**DATA FOR THIS TASK:**
* * *

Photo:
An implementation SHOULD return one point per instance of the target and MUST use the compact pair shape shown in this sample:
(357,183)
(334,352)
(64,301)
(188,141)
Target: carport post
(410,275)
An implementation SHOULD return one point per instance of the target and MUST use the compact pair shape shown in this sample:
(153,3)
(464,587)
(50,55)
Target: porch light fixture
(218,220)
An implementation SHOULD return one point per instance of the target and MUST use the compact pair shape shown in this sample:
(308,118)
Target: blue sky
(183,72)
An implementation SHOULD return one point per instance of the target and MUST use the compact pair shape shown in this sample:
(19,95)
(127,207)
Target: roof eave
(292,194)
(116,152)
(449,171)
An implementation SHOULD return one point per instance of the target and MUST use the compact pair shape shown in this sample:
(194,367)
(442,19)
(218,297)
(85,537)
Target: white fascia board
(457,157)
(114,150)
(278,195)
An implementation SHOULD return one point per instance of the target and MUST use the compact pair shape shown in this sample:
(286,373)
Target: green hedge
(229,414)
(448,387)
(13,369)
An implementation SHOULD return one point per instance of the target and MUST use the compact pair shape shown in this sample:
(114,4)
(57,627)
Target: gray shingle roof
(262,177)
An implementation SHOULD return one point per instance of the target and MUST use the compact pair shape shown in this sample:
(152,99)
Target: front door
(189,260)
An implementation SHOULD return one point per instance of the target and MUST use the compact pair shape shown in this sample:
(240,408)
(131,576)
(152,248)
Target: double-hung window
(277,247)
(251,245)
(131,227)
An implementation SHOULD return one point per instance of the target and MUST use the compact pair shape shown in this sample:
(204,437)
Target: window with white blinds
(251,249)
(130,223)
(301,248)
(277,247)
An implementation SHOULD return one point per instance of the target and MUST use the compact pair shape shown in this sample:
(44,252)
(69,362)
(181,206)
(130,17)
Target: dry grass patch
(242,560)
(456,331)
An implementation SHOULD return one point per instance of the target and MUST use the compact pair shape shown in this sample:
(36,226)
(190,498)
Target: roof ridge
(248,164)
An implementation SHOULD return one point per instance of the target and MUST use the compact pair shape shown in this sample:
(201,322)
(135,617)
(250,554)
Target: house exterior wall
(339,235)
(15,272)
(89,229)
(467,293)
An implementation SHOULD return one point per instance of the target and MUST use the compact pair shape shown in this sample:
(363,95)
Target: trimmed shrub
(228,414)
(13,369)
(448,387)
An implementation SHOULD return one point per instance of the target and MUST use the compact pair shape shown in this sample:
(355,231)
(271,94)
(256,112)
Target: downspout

* * *

Say every entry again, exactly as it reads.

Photo:
An implementation SHOULD return one point per instance of the target and MUST use the compact pair shape shown in this sample:
(357,183)
(334,352)
(64,301)
(188,141)
Target: carport post
(410,275)
An implementation SHOULD return one point per instance of the target and MUST use the compact pair shape shown in this sample:
(153,3)
(464,587)
(50,55)
Target: porch light fixture
(218,220)
An implementation SHOULD return one point per instance of the target and MUST use the compact pair shape shown in this sample:
(308,118)
Target: blue sky
(183,72)
An implementation SHOULD return one point per instance of the target and MUST use the compact pair shape shown in this sample:
(19,95)
(127,207)
Target: roof eave
(292,194)
(116,152)
(449,171)
An implementation SHOULD return one point per instance of the target and MUST use the compact pair shape shown in this sample:
(194,367)
(442,19)
(218,297)
(85,537)
Target: white fascia board
(457,157)
(114,150)
(278,195)
An implementation SHOULD return one point per instance of the target and MUST use the compact pair shape shown in this sample:
(286,373)
Target: green hedge
(229,414)
(448,387)
(13,369)
An implementation SHOULD return one point per instance of the target and MUST use the compact pair shape shown in this sample:
(114,4)
(57,627)
Target: gray shingle roof
(262,177)
An implementation SHOULD return one point per instance of the target and MUST use the compact pair shape shown in this sample:
(152,99)
Target: front door
(189,260)
An implementation SHOULD return one point per instance of the target and MUST use the compact pair shape shown in this sample:
(240,408)
(131,576)
(152,248)
Target: double-hung window
(277,247)
(251,245)
(131,227)
An implementation SHOULD return one point per instance of the target and MUST use the compact pair shape shown in this sample:
(204,437)
Target: window with white blinds
(251,249)
(130,223)
(301,248)
(277,247)
An implementation SHOULD return one point per instance of the target and MUST use the compact pair shape shown in this sample:
(44,252)
(69,362)
(181,206)
(130,17)
Target: dry grass patch
(242,560)
(456,331)
An implementation SHOULD return one point per instance of the target and MUST use the compact pair shape shown in this sample:
(36,226)
(190,498)
Target: roof ridge
(248,164)
An implementation SHOULD return one point per instance of the target and MUST use the compact pair shape shown in this sample:
(201,322)
(135,617)
(250,554)
Target: house exterior wall
(339,235)
(15,272)
(89,229)
(467,293)
An implementation SHOULD return one point per instance of the target and MUST use the compact pair shape shown in this sample:
(363,95)
Target: trimmed shrub
(228,414)
(13,369)
(448,387)
An implementation SHOULD return one point per instance of the target and MUST use the compact pair shape shown in this sample:
(355,231)
(271,94)
(256,112)
Target: downspout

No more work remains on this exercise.